**Dataset content**
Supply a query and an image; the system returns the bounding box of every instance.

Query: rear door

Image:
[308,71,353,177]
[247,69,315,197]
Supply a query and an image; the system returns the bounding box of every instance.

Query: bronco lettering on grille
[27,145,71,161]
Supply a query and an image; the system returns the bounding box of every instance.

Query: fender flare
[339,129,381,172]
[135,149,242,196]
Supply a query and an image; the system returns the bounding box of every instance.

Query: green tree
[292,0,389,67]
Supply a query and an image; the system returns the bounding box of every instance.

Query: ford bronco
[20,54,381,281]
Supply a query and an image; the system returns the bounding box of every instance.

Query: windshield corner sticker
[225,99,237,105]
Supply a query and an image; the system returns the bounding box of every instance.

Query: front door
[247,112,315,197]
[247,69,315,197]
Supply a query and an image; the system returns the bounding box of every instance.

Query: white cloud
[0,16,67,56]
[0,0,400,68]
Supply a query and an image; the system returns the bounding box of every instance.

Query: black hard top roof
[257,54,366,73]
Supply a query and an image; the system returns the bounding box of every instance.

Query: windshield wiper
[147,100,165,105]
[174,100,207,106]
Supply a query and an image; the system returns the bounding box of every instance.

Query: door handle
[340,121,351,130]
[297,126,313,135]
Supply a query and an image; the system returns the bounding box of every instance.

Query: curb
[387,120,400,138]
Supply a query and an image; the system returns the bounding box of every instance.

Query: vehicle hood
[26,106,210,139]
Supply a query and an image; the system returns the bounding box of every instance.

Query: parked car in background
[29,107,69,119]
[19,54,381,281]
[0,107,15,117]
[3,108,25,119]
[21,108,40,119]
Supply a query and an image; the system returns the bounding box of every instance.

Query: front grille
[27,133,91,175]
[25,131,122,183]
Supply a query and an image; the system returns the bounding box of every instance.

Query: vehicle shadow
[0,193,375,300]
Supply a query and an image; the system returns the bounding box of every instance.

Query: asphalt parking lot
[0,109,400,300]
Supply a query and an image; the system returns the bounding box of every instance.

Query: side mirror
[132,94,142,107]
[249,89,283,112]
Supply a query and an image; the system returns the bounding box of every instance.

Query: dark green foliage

**Goal**
How many lines in the items above contain the string "windshield"? Case counts; reply with the number only.

**Response below**
2